A congressman renews the GOP's big lie, and reveals the party's true ideal: Male, rich, straight, white

Mike Coffman (Credit: AP/Ed Andrieski)

Twenty-four hour news cycles are messy and chaotic, almost never fully summarizing the zeitgeist of the moment. But today is one of those rare days where the news cycle perfectly embodies the tectonic shifts in American politics — and the friction that comes from such shifts.

In the last day, we’ve learned that America has reached a demographic tipping point. For the first time in history, there are more minority births than white births in the United States, meaning we’re closer than ever to becoming a majority minority nation.

At almost exactly the same time these numbers were being released, a top Republican lawmaker, U.S. Rep. Mike Coffman, R-Colo., was making national headlines with a leaked audio recording of him publicly declaring that the first African-American president is “not an American.” Here’s the audio and full quote from Coffman’s remarks at a Republican fundraiser:

“I don’t know whether Barack Obama was born in the United States of America. I don’t know that. But I do know this, that in his heart, he’s not an American. He’s just not an American.”

*****

→ Set problem
Pick up the column about Mike Coffman's remarks where it ends, right after his quoted statement, and write its next few paragraphs.

→ Stored rows
*****

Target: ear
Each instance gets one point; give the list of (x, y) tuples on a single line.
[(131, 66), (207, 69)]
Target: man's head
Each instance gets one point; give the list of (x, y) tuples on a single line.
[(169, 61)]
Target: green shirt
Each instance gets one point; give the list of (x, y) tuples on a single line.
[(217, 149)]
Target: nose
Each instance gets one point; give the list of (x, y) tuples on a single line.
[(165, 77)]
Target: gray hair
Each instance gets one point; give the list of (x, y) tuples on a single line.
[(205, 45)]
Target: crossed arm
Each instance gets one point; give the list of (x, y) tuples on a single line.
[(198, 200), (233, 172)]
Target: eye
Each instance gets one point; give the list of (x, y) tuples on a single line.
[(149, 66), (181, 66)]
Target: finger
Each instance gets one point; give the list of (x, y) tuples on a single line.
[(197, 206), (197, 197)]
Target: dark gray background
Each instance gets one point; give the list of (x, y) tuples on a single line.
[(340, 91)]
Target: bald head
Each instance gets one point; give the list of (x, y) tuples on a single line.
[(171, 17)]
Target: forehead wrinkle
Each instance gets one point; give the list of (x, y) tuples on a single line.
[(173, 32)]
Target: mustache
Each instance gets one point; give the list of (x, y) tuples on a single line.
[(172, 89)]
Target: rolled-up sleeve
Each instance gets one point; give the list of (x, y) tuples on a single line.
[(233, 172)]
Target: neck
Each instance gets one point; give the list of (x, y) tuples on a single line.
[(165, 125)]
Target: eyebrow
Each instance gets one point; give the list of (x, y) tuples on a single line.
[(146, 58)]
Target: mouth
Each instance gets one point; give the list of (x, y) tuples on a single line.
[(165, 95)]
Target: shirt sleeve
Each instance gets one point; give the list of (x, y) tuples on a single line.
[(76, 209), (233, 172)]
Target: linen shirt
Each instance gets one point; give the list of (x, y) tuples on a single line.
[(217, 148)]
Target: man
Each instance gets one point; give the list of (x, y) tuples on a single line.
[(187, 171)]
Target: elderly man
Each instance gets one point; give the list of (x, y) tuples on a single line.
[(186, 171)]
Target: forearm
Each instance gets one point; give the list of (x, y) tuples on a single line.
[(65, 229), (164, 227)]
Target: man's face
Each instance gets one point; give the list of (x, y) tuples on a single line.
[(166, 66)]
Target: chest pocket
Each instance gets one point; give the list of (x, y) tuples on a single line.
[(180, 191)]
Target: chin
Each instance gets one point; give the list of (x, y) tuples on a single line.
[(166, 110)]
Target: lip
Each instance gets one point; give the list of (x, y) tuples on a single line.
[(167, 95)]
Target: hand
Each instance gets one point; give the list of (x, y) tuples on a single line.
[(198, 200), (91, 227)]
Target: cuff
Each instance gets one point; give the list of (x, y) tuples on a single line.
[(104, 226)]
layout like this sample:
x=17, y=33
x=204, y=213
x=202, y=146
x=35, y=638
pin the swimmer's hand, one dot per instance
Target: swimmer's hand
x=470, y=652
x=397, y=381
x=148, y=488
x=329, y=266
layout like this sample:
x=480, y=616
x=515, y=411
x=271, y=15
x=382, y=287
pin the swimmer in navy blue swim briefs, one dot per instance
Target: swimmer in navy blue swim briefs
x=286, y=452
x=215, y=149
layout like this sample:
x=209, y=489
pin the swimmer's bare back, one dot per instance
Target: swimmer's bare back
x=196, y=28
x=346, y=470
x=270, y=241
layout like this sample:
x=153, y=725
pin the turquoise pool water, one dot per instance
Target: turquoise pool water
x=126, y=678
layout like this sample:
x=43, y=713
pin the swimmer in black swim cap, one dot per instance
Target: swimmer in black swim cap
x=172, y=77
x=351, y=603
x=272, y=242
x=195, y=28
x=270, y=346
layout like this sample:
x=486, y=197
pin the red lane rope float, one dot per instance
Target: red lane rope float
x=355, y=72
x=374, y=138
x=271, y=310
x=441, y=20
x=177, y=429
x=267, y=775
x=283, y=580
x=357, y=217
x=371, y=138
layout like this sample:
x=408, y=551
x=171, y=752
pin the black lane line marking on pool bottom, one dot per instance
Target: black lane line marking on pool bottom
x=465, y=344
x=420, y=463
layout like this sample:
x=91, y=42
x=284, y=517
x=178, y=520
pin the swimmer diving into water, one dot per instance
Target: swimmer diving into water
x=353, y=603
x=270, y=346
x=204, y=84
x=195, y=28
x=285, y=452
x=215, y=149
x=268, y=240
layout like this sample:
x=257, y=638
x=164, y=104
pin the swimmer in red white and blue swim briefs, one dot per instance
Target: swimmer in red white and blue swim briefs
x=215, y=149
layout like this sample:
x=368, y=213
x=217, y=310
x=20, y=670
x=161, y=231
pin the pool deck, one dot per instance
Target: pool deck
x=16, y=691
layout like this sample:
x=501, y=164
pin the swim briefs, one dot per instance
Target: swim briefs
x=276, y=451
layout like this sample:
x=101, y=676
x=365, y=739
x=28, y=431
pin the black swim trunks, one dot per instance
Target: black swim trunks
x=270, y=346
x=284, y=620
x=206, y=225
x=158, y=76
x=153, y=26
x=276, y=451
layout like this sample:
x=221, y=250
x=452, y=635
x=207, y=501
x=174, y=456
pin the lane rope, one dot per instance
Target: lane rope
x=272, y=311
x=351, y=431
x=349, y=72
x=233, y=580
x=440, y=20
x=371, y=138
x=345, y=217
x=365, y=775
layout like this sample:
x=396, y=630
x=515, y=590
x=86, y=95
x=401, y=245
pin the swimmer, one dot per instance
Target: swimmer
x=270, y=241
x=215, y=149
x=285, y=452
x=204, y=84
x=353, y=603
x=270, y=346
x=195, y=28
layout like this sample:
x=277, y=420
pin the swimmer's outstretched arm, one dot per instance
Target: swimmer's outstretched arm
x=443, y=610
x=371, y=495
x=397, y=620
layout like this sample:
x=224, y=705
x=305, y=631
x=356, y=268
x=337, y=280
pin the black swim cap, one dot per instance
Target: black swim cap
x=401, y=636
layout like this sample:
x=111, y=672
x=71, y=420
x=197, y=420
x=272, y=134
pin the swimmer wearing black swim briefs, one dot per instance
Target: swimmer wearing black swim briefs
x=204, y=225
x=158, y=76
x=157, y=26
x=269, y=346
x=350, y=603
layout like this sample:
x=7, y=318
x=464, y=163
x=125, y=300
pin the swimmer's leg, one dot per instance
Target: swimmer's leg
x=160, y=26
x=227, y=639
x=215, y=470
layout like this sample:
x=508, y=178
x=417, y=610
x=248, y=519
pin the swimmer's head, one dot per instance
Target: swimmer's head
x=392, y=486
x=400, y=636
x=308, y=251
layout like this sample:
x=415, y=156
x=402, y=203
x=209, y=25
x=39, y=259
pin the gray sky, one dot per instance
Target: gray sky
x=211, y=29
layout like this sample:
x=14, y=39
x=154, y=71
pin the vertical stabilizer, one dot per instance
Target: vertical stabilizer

*****

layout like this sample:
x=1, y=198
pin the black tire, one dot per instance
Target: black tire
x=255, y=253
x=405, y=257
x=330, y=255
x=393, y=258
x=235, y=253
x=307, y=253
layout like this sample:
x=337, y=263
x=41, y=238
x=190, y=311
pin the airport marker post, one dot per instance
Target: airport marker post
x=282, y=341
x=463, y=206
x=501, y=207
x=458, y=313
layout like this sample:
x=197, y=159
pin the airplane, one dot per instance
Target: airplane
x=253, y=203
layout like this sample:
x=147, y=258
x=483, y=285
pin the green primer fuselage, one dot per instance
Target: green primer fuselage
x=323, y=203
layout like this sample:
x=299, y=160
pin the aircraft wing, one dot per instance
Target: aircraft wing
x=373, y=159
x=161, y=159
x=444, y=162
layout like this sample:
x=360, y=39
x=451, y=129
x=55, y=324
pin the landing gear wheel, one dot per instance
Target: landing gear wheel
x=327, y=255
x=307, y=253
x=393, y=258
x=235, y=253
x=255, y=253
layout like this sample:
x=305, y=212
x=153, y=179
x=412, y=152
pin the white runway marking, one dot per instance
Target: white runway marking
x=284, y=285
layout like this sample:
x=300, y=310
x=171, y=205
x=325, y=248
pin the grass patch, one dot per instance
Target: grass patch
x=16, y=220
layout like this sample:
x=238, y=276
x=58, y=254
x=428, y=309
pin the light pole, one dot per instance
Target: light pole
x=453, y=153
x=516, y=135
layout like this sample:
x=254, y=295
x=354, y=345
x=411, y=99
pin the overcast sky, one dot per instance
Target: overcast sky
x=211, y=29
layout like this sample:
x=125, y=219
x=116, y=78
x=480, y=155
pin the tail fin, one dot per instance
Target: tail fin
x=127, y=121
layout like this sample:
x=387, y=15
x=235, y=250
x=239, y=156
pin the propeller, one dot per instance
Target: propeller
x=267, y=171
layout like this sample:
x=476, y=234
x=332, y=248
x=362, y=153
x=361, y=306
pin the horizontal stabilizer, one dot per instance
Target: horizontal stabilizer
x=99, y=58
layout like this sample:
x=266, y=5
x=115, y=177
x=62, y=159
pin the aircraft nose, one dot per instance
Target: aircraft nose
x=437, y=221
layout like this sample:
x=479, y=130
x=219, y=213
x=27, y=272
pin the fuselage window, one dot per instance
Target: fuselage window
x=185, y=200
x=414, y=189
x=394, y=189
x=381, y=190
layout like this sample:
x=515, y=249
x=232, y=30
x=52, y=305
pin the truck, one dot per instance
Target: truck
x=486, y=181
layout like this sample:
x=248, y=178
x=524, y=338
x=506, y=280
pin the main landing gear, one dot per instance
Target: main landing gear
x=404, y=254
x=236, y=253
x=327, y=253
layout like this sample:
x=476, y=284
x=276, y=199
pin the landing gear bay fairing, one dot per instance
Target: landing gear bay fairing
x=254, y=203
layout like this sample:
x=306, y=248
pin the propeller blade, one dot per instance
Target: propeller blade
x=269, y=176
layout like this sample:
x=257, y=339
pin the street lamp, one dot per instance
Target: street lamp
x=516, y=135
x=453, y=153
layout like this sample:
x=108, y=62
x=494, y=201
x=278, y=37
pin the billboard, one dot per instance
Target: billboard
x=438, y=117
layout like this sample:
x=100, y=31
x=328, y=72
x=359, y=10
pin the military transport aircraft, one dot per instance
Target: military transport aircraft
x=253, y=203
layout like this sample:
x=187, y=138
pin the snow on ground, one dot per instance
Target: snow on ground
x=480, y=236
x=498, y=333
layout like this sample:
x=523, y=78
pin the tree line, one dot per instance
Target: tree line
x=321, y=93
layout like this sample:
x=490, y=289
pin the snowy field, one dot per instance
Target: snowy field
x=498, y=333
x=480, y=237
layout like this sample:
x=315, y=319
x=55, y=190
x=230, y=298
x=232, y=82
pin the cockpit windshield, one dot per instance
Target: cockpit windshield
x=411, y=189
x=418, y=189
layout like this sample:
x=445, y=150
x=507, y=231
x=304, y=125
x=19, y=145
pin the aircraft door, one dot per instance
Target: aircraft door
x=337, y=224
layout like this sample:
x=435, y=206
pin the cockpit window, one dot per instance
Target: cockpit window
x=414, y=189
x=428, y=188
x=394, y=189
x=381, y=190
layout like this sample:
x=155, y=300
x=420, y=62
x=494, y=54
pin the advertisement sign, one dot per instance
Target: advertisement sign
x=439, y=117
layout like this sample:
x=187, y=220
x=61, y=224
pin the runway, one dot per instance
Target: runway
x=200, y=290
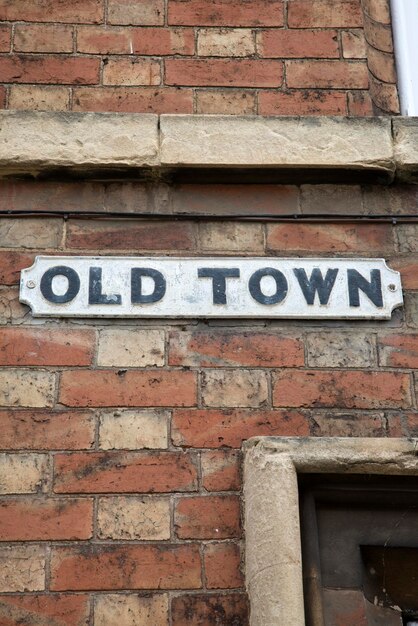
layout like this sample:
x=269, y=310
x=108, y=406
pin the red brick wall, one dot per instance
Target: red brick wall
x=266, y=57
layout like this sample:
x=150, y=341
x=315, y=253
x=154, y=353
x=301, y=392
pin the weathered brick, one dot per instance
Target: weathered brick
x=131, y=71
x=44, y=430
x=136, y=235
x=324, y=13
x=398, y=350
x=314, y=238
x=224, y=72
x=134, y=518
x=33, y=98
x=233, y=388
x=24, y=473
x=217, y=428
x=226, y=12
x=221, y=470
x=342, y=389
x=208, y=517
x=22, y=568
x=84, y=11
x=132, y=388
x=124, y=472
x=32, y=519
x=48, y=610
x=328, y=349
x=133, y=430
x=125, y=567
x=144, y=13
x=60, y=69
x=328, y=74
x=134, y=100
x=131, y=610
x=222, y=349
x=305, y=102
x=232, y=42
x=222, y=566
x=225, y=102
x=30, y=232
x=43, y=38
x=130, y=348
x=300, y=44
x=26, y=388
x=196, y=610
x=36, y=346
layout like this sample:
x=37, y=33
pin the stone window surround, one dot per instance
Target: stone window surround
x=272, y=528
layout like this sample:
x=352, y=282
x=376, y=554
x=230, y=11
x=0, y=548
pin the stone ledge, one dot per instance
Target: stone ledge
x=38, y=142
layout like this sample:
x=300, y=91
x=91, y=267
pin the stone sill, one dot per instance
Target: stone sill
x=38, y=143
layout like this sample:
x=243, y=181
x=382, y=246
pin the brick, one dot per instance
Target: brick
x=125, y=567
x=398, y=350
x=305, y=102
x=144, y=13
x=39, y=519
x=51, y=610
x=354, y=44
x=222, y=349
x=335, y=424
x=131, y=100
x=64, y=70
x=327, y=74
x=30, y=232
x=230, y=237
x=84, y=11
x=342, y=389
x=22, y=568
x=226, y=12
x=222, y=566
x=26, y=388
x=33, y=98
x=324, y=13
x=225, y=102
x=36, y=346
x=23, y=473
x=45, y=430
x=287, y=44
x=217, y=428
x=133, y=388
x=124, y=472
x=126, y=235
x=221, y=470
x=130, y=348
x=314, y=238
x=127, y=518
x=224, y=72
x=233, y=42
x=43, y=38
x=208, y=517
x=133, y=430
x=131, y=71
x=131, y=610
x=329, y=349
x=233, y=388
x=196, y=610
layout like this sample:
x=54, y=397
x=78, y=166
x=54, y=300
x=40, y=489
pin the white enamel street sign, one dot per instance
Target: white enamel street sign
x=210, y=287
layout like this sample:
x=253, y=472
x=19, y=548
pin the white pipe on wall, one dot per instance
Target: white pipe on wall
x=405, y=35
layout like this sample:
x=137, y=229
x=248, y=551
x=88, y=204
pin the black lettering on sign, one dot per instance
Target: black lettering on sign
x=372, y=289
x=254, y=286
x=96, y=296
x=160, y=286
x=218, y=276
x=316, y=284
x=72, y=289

*****

→ Exercise answer
Coffman has since issued a non-apology apology, saying that while he misspoke in questioning Obama’s birth certificate, he stands by his “not an American” declaration because Obama doesn’t “share my belief in American Exceptionalism — his policies reflect a philosophy that America is but one nation among many equals.”

It’s a deft misdirect — caught on tape making a nakedly demagogic play to White America’s reflexive fears of the “other” (in this case, denigrating a minority president as literally the “other” — i.e., a non-American), Coffman is pretending he was merely voicing his disagreement with Obama’s foreign policy. But don’t be fooled: The nation’s shifting demographics, as epitomized by today’s census numbers, is exactly what this is all about.

Coffman is running in a newly redrawn suburban Denver congressional district — one that is expected to be among the most contested in the 2012 election. Following the larger Republican strategy of racial fear-mongering, he’s spent the last year following in the footsteps of his anti-immigrant predecessor, U.S. Rep. Tom Tancredo, championing legislation to repeal parts of the Voting Rights Act and prevent non-English ballots and end birthright citizenship for immigrants.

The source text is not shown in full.